Format every line of the entries below as a numbered list, leaving out any blank lines.

[Named-object pointing records]
|---|
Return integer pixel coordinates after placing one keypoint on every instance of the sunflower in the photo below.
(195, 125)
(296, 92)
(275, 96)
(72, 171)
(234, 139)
|---|
THE REPLY:
1. Return integer pixel coordinates after placing one keypoint on every instance of the sunflower in the photo below.
2. (195, 125)
3. (296, 92)
4. (275, 96)
5. (72, 171)
6. (234, 139)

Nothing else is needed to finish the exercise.